### Work required
Count the lines of the data below that contain the string "image", treating uppercase and lowercase as different. Reply with the number alone.

═══

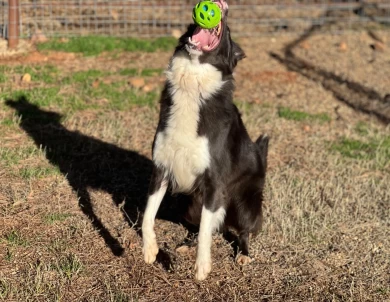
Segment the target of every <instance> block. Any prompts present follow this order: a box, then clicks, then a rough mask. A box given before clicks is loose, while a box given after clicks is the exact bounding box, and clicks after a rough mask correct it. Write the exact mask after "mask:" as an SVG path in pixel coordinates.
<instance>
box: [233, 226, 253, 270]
mask: <svg viewBox="0 0 390 302" xmlns="http://www.w3.org/2000/svg"><path fill="white" fill-rule="evenodd" d="M236 261H237V263H238V264H240V265H245V264H248V263H251V262H252V261H253V259H252V258H250V257H249V232H241V233H240V234H239V235H238V254H237V257H236Z"/></svg>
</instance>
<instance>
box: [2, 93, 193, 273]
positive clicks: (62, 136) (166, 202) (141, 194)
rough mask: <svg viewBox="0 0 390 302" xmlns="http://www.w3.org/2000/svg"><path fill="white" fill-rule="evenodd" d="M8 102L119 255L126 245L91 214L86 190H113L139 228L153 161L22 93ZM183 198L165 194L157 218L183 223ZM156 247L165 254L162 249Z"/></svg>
mask: <svg viewBox="0 0 390 302" xmlns="http://www.w3.org/2000/svg"><path fill="white" fill-rule="evenodd" d="M6 104H7V105H8V106H9V107H12V108H14V109H15V110H16V113H17V114H18V115H19V116H20V119H21V122H20V127H21V128H22V129H23V130H24V131H25V132H26V133H27V134H28V135H29V136H30V137H31V138H32V139H33V140H34V142H35V145H36V146H37V147H40V146H42V148H44V149H45V150H46V157H47V159H48V160H49V161H50V163H51V164H52V165H54V166H56V167H58V168H59V170H60V171H61V173H62V174H63V175H64V176H65V177H66V179H67V180H68V182H69V184H70V185H71V186H72V188H73V190H74V191H75V192H76V193H77V195H78V198H79V206H80V210H81V211H82V212H83V213H84V214H85V215H86V216H87V217H88V219H89V220H90V222H91V223H92V225H93V227H94V228H95V229H96V230H97V231H98V232H99V234H100V236H101V237H102V238H103V239H104V241H105V243H106V245H107V246H108V247H109V248H110V249H111V251H112V253H113V254H114V255H116V256H120V255H122V254H123V252H124V248H123V247H122V246H121V244H120V243H119V241H118V239H117V238H115V237H114V236H113V235H112V234H111V233H110V232H109V230H108V229H107V228H106V227H105V226H104V224H103V223H102V221H101V220H100V219H99V217H98V216H97V215H96V214H95V213H94V209H93V205H92V202H91V197H90V194H89V192H88V189H89V188H91V189H97V190H103V191H105V192H107V193H109V194H111V196H112V199H113V202H114V203H115V204H116V205H117V206H119V205H120V204H122V203H123V201H125V203H124V208H123V210H124V211H125V213H126V215H124V216H126V217H124V218H125V219H126V220H128V219H130V222H129V223H130V225H131V226H133V225H134V226H135V228H136V229H137V228H139V226H140V225H139V223H140V220H141V217H139V213H140V212H143V210H144V208H145V205H146V200H147V195H148V194H147V193H148V187H149V178H150V175H151V172H152V165H153V163H152V161H151V160H149V159H148V158H146V157H144V156H142V155H139V154H138V153H137V152H134V151H130V150H125V149H122V148H119V147H117V146H115V145H112V144H109V143H106V142H103V141H100V140H98V139H96V138H92V137H89V136H87V135H83V134H82V133H80V132H78V131H70V130H68V129H66V128H65V127H64V126H63V125H62V124H61V122H60V120H61V117H62V116H61V115H60V114H58V113H56V112H50V111H45V110H42V109H40V108H39V107H38V106H36V105H33V104H31V103H29V101H28V100H27V99H26V98H25V97H23V96H22V97H20V98H18V99H16V100H7V101H6ZM187 201H188V200H187V198H186V197H185V196H177V197H172V196H169V195H167V196H166V198H165V199H164V201H163V203H162V205H161V207H160V210H159V214H158V216H157V217H158V218H160V219H164V220H168V221H171V222H174V223H183V222H182V220H181V218H180V217H182V216H183V215H182V214H183V212H184V211H185V209H186V205H187V203H186V202H187ZM138 218H139V219H138ZM183 225H185V223H183ZM160 252H161V253H162V254H164V252H163V251H160ZM162 256H164V255H162ZM168 256H169V255H168ZM161 258H163V259H164V260H163V261H162V262H163V263H162V265H163V266H164V267H165V268H167V267H169V265H170V263H169V261H167V255H165V256H164V257H161ZM167 262H168V264H167Z"/></svg>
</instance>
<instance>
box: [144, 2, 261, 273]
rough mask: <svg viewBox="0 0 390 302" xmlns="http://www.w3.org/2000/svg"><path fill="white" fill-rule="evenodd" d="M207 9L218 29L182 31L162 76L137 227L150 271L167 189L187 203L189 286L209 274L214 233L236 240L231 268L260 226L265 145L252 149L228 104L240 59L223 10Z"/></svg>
mask: <svg viewBox="0 0 390 302" xmlns="http://www.w3.org/2000/svg"><path fill="white" fill-rule="evenodd" d="M215 2H216V3H217V4H218V5H219V6H220V8H221V9H222V12H223V14H222V15H223V17H222V20H221V22H220V23H219V25H218V26H217V27H216V28H214V29H213V30H206V29H201V28H199V27H197V26H195V25H194V24H192V25H190V26H189V27H188V30H187V32H186V33H185V34H184V35H183V36H182V37H181V38H180V39H179V43H178V46H177V47H176V49H175V52H174V54H173V56H172V58H171V60H170V63H169V65H168V69H167V71H166V77H167V81H166V84H165V88H164V90H163V92H162V96H161V100H160V104H161V105H160V106H161V107H160V119H159V123H158V126H157V130H156V134H155V137H154V142H153V163H154V168H153V173H152V177H151V182H150V187H149V197H148V201H147V206H146V210H145V213H144V218H143V222H142V237H143V255H144V259H145V262H146V263H153V262H154V261H155V260H156V256H157V253H158V250H159V249H158V245H157V241H156V234H155V232H154V221H155V217H156V214H157V211H158V208H159V206H160V203H161V201H162V199H163V197H164V195H165V193H166V191H167V189H168V188H169V189H171V190H172V192H174V193H185V194H189V195H190V196H191V198H192V204H191V205H190V207H189V209H188V212H187V215H186V219H187V220H188V221H189V222H191V223H193V224H199V225H200V227H199V235H198V247H197V256H196V263H195V278H196V279H197V280H204V279H205V278H206V277H207V276H208V274H209V273H210V271H211V243H212V234H213V232H214V231H216V230H218V229H219V228H220V227H224V228H231V229H233V230H235V231H236V232H237V234H238V248H239V254H238V256H237V258H236V261H237V262H238V263H239V264H241V265H243V264H247V263H249V262H251V260H252V259H251V258H250V257H249V251H248V250H249V247H248V246H249V234H250V233H253V234H257V233H258V231H259V230H260V227H261V223H262V201H263V187H264V182H265V174H266V166H267V153H268V137H266V136H260V137H259V138H258V139H257V141H256V142H255V143H254V142H252V141H251V139H250V138H249V135H248V133H247V131H246V129H245V126H244V124H243V122H242V120H241V117H240V113H239V112H238V109H237V107H236V106H235V105H234V104H233V91H234V79H233V70H234V68H235V67H236V65H237V62H238V61H240V60H241V59H243V58H244V57H245V54H244V52H243V50H242V49H241V48H240V46H239V45H238V44H236V43H235V42H233V41H232V39H231V37H230V30H229V27H228V26H227V24H226V20H227V13H228V5H227V3H226V2H225V0H217V1H215Z"/></svg>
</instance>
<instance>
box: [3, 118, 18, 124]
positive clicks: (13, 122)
mask: <svg viewBox="0 0 390 302" xmlns="http://www.w3.org/2000/svg"><path fill="white" fill-rule="evenodd" d="M0 124H1V125H4V126H13V125H14V124H15V122H14V121H13V120H12V119H10V118H4V119H3V120H1V121H0Z"/></svg>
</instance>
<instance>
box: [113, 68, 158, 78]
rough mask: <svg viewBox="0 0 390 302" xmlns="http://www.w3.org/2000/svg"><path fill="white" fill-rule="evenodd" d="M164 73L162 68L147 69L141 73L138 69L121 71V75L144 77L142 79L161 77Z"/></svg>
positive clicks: (121, 69)
mask: <svg viewBox="0 0 390 302" xmlns="http://www.w3.org/2000/svg"><path fill="white" fill-rule="evenodd" d="M163 72H164V69H162V68H145V69H141V71H139V70H138V69H136V68H124V69H121V70H120V71H119V74H120V75H122V76H142V77H150V76H156V75H161V74H162V73H163Z"/></svg>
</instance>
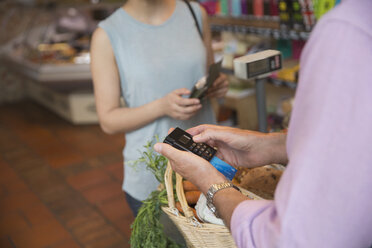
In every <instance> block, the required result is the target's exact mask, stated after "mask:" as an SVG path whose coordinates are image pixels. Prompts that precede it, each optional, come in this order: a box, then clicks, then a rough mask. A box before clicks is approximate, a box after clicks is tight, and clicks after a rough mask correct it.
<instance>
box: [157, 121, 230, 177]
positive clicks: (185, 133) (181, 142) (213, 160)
mask: <svg viewBox="0 0 372 248" xmlns="http://www.w3.org/2000/svg"><path fill="white" fill-rule="evenodd" d="M164 143H167V144H169V145H171V146H173V147H174V148H177V149H179V150H182V151H188V152H192V153H194V154H196V155H198V156H200V157H202V158H204V159H205V160H207V161H209V162H210V163H211V164H212V165H213V166H214V167H215V168H216V169H217V170H218V171H219V172H221V173H222V174H223V175H224V176H225V177H226V178H227V179H229V180H232V179H233V178H234V176H235V174H236V172H237V170H236V169H235V168H234V167H232V166H231V165H229V164H228V163H226V162H224V161H222V160H221V159H219V158H218V157H216V156H215V154H216V152H217V150H216V149H214V148H213V147H211V146H209V145H207V144H205V143H195V142H194V141H193V140H192V136H191V135H190V134H189V133H187V132H185V131H184V130H182V129H181V128H178V127H177V128H175V129H174V130H173V132H171V133H170V134H169V135H168V136H167V137H166V138H165V139H164Z"/></svg>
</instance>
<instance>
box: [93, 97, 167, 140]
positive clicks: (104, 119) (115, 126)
mask: <svg viewBox="0 0 372 248" xmlns="http://www.w3.org/2000/svg"><path fill="white" fill-rule="evenodd" d="M162 116H164V111H163V107H162V105H161V99H158V100H155V101H153V102H150V103H148V104H145V105H143V106H140V107H136V108H128V107H121V108H115V109H112V110H110V111H107V112H106V113H105V114H104V115H102V116H100V124H101V127H102V129H103V131H104V132H106V133H108V134H114V133H123V132H124V133H126V132H130V131H134V130H137V129H139V128H141V127H143V126H146V125H147V124H149V123H151V122H153V121H154V120H156V119H158V118H160V117H162Z"/></svg>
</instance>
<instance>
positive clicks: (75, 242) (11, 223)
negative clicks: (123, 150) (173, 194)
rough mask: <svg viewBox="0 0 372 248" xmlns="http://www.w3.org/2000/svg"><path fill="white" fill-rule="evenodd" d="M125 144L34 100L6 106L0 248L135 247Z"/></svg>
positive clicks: (115, 135) (1, 127)
mask: <svg viewBox="0 0 372 248" xmlns="http://www.w3.org/2000/svg"><path fill="white" fill-rule="evenodd" d="M123 145H124V139H123V135H113V136H109V135H106V134H104V133H103V132H102V131H101V130H100V128H99V126H98V125H82V126H75V125H72V124H70V123H69V122H67V121H65V120H63V119H61V118H60V117H58V116H56V115H55V114H54V113H52V112H50V111H48V110H46V109H44V108H43V107H41V106H39V105H37V104H35V103H33V102H29V101H25V102H20V103H16V104H11V105H3V106H0V247H1V248H7V247H19V248H23V247H25V248H33V247H36V248H41V247H47V248H62V247H66V248H74V247H105V248H106V247H107V248H109V247H120V248H125V247H129V243H128V241H129V237H130V224H131V223H132V222H133V216H132V214H131V212H130V210H129V208H128V206H127V204H126V202H125V196H124V193H123V192H122V191H121V182H122V178H123V167H122V155H121V150H122V147H123Z"/></svg>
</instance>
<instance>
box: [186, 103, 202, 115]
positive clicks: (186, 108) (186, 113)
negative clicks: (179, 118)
mask: <svg viewBox="0 0 372 248" xmlns="http://www.w3.org/2000/svg"><path fill="white" fill-rule="evenodd" d="M201 107H202V105H201V104H198V105H191V106H188V107H182V108H181V111H182V113H183V114H185V115H188V114H195V112H197V111H198V110H199V109H201Z"/></svg>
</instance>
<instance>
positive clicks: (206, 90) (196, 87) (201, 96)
mask: <svg viewBox="0 0 372 248" xmlns="http://www.w3.org/2000/svg"><path fill="white" fill-rule="evenodd" d="M221 65H222V60H220V61H218V62H216V63H214V64H212V65H211V66H210V67H209V72H208V76H207V79H206V82H205V84H204V85H199V84H198V83H196V84H195V85H194V87H193V88H192V90H191V94H190V97H189V98H199V99H202V98H203V97H204V96H205V94H206V93H207V91H208V89H209V88H210V87H211V86H212V85H213V82H214V81H216V79H217V78H218V77H219V76H220V71H221Z"/></svg>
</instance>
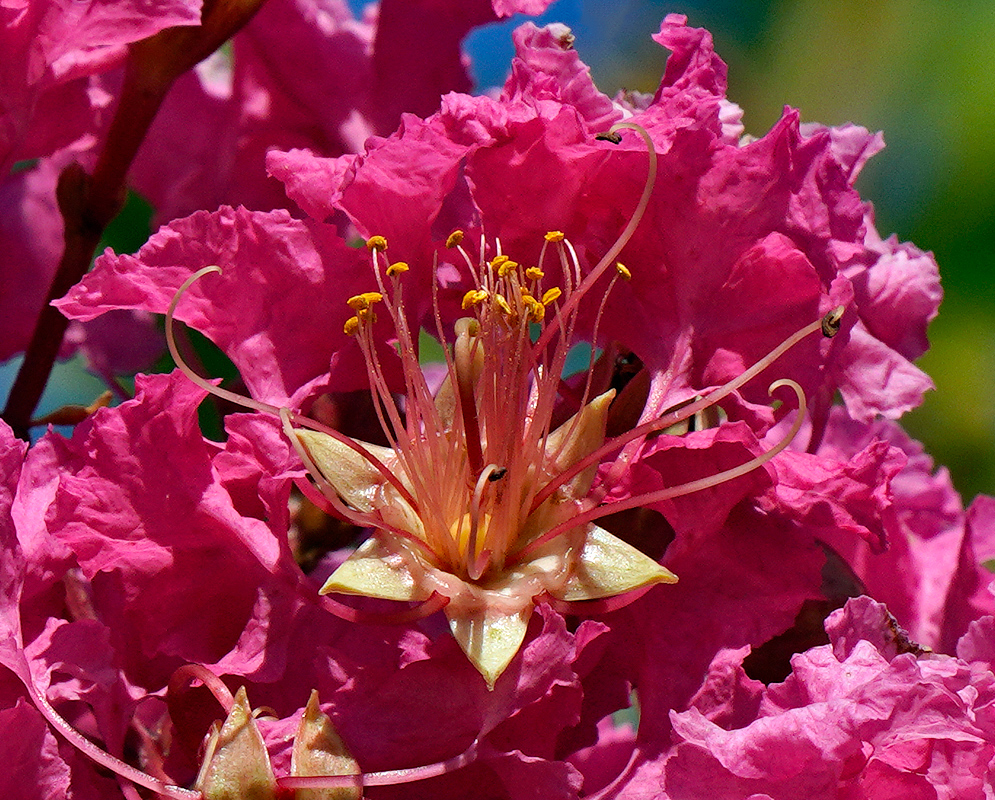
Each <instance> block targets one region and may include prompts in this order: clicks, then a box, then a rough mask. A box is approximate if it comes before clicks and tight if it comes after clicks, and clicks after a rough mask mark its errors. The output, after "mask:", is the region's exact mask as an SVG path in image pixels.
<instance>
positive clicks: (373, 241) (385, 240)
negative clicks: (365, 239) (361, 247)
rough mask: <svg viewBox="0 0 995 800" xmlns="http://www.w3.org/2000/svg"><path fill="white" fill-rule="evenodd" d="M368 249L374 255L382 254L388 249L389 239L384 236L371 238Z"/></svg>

═══

### Solution to the exercise
2